- _INSTRUCTION_: Produce an exact copy of the lines from the line containing "driver in the photo above." through the last line of the listing below, both ends included, and nothing else.

- _INPUT FOR THIS TASK_:
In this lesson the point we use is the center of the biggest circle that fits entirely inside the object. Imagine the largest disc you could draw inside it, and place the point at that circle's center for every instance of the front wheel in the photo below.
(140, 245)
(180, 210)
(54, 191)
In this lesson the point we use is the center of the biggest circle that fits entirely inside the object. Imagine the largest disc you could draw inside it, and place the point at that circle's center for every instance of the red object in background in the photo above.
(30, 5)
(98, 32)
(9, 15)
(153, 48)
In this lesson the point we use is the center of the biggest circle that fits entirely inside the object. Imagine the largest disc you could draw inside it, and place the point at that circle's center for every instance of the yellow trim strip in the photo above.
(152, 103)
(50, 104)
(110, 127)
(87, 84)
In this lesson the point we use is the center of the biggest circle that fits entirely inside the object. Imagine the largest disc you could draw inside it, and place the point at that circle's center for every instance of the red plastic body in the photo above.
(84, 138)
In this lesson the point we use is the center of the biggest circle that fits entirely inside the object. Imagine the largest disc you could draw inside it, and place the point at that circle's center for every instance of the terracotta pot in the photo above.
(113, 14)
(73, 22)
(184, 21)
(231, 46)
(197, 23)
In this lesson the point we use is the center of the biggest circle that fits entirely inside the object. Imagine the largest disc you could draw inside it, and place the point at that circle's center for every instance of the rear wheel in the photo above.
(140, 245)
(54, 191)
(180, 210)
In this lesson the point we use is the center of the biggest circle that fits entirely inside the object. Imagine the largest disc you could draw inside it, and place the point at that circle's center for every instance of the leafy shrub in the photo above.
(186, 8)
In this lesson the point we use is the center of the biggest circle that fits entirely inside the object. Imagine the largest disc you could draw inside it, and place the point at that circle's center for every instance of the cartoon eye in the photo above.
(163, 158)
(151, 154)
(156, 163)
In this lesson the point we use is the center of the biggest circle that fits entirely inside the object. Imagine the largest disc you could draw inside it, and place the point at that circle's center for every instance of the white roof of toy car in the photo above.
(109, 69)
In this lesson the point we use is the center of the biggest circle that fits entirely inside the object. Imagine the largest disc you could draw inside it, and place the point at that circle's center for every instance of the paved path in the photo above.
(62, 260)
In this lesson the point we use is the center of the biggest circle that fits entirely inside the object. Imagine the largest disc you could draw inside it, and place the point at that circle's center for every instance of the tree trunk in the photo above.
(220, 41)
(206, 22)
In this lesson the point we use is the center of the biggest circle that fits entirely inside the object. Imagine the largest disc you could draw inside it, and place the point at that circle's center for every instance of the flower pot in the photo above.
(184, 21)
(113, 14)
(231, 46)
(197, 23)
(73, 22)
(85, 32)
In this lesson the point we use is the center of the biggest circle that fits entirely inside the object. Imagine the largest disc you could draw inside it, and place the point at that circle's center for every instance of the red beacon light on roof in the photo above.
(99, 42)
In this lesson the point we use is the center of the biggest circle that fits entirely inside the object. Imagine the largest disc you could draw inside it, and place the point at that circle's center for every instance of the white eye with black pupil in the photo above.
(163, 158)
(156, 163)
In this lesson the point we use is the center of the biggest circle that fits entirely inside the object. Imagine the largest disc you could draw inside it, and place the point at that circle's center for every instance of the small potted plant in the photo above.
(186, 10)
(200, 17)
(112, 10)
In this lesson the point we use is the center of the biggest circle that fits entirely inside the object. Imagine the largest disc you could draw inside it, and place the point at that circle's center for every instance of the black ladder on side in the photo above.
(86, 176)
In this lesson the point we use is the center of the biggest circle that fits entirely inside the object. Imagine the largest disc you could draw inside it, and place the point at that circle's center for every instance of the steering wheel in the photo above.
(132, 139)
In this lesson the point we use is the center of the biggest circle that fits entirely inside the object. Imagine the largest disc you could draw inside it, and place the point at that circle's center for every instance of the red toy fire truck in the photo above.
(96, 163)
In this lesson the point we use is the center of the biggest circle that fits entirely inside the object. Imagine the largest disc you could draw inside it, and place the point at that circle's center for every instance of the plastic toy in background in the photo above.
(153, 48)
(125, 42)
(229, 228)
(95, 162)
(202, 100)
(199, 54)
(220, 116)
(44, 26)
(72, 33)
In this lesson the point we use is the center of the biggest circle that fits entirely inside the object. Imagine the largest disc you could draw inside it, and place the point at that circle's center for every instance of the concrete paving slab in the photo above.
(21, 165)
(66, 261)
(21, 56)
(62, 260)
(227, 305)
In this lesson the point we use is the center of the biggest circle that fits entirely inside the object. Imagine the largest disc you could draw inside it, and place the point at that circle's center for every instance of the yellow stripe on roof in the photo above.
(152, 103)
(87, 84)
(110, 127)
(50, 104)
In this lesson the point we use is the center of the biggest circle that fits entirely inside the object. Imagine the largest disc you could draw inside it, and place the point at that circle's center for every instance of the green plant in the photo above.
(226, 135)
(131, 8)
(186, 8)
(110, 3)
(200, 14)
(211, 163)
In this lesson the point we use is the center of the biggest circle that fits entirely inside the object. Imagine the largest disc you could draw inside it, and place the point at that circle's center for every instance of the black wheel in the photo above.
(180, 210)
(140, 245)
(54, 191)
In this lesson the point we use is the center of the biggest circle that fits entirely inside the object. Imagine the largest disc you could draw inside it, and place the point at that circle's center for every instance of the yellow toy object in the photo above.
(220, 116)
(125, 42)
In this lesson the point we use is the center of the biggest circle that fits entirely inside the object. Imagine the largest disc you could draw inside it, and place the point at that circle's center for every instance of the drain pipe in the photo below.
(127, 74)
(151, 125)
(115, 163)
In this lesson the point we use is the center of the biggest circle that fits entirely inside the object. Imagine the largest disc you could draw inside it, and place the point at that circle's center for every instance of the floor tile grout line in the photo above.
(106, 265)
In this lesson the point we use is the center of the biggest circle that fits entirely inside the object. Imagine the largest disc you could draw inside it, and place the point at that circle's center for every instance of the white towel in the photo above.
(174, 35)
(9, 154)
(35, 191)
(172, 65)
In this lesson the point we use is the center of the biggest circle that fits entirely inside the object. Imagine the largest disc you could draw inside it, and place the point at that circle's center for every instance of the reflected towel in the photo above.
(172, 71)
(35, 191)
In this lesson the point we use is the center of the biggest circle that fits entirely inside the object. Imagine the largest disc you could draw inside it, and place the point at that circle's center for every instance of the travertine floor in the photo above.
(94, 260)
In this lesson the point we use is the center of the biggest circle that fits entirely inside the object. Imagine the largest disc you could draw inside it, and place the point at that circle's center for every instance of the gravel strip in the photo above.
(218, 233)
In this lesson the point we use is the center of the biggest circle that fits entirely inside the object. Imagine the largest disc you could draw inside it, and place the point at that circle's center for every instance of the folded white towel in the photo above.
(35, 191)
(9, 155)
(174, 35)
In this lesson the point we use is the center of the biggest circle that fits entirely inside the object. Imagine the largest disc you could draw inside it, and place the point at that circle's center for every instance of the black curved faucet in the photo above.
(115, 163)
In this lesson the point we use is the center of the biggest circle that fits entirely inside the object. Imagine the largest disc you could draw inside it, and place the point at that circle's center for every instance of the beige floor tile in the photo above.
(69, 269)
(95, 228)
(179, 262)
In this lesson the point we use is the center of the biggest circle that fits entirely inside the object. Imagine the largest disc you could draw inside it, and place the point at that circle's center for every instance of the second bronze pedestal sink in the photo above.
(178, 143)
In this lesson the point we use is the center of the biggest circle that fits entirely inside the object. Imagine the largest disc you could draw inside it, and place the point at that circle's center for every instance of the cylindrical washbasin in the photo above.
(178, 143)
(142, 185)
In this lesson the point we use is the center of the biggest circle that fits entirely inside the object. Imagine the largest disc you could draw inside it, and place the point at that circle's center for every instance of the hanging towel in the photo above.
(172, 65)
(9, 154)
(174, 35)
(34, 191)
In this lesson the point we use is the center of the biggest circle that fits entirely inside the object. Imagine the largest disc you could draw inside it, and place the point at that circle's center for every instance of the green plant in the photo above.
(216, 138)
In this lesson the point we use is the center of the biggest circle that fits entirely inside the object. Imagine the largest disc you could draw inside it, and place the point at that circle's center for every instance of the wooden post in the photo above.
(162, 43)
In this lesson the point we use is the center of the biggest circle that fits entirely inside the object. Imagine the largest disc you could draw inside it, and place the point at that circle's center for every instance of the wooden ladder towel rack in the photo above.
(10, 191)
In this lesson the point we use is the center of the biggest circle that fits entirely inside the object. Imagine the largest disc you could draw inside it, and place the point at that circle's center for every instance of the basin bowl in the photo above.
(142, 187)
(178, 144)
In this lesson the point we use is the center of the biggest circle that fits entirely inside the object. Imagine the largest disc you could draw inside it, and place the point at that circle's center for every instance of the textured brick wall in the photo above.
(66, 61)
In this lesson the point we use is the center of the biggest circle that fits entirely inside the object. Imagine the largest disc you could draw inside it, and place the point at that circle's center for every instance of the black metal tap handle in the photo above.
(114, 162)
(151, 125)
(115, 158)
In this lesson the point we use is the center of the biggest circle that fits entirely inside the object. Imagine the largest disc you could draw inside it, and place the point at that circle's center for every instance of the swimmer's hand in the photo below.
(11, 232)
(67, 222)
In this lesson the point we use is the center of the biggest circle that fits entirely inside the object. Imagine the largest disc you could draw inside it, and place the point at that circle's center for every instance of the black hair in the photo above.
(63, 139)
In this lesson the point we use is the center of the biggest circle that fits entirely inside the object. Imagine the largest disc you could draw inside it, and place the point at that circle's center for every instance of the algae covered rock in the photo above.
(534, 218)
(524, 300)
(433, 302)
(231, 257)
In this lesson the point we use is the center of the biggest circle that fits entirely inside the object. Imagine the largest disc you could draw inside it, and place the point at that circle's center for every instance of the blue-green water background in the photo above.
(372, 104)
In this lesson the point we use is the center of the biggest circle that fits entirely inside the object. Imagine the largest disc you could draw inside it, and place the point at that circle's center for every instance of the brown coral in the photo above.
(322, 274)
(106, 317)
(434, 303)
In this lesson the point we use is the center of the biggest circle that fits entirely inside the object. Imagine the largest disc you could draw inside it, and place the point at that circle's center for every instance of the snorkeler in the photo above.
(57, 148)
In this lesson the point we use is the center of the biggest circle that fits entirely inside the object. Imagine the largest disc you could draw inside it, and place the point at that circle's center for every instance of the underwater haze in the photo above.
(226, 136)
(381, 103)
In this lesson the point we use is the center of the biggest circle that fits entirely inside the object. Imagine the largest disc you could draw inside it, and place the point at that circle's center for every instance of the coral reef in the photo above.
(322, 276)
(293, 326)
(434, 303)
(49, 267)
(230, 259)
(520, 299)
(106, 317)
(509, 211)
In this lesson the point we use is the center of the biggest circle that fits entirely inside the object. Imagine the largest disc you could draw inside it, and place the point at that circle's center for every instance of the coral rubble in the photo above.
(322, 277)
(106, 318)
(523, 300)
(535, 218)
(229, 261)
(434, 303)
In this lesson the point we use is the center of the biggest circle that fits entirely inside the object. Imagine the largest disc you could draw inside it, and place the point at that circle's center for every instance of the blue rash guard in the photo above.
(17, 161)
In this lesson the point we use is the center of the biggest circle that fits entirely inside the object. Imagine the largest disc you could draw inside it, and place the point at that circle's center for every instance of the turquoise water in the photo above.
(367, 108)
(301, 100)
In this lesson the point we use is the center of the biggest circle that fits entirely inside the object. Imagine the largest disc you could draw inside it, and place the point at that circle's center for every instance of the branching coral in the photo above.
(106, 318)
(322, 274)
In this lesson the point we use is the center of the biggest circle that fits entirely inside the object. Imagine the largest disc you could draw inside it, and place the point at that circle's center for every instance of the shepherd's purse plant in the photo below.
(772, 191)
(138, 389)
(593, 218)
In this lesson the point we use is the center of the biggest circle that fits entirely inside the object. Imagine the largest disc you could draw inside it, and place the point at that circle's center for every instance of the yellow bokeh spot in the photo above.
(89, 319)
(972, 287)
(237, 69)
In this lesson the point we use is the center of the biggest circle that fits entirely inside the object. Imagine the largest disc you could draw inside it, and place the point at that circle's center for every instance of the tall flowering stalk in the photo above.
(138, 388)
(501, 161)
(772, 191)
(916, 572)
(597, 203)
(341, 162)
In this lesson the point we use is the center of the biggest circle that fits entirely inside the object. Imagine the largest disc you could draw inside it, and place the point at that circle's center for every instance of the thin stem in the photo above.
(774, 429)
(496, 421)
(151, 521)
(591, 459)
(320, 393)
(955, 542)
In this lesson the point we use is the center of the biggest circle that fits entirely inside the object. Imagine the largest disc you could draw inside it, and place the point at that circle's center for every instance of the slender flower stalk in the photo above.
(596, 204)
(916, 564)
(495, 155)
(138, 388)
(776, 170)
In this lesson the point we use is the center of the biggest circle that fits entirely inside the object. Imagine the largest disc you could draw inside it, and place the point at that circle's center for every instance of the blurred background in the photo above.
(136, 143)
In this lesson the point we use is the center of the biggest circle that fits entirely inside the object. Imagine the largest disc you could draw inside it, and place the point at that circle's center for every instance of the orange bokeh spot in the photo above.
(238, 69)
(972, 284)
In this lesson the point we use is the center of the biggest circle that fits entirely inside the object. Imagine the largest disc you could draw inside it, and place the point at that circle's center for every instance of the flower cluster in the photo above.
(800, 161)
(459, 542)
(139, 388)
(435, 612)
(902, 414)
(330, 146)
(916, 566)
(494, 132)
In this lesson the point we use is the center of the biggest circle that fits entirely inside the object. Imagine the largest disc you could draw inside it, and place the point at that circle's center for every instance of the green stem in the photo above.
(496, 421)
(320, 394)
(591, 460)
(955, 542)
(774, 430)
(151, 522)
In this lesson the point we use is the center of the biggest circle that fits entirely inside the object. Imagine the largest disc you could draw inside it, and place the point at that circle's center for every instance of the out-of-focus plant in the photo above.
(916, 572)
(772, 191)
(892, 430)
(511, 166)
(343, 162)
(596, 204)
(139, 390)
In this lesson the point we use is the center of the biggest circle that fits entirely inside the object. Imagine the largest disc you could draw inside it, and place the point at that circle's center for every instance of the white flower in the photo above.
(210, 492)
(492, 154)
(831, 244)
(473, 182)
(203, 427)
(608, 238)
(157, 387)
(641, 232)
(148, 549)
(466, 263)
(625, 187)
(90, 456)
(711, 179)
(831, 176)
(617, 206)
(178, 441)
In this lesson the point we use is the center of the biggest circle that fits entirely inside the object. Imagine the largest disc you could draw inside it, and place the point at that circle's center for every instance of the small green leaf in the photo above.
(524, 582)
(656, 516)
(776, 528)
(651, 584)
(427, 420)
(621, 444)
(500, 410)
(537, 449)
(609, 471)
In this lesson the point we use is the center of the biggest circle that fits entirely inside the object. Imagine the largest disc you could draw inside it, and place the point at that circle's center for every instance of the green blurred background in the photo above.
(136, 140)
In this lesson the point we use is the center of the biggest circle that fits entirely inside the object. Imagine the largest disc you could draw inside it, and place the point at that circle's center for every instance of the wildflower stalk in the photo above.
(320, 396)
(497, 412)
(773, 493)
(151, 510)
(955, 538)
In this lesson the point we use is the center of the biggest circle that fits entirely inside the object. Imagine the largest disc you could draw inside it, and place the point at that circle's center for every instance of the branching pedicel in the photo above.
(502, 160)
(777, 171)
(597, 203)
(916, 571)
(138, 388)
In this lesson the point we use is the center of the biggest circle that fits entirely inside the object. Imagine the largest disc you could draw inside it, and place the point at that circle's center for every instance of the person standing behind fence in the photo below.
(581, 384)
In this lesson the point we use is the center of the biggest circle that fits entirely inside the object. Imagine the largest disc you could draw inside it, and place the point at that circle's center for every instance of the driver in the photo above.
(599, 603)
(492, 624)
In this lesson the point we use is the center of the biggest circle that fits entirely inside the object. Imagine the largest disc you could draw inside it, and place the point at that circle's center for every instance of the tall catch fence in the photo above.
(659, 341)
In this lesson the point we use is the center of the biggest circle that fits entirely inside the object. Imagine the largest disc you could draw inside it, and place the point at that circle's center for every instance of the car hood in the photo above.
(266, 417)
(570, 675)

- _RESULT_:
In this lesson the point we use is the center of the biggest circle that fits entirely inside the object. Imagine the largest disc you could draw inside it, and place the point at that circle's center for every instance of the driver in the photo above.
(599, 603)
(492, 624)
In this lesson the point we use is the center of the biggest circle that fits entirely inside the object. Imagine the largest disc you could draw inside it, and place the point at that circle's center for every instance of the tall catch fence in the photo above.
(659, 341)
In this lesson the point we use is the center of the biggest circle that fits entirely inside the object. Imagine the largest disc you could draw inside it, and place the point at that circle's center for every instance of the car hood in the photo above.
(266, 417)
(570, 675)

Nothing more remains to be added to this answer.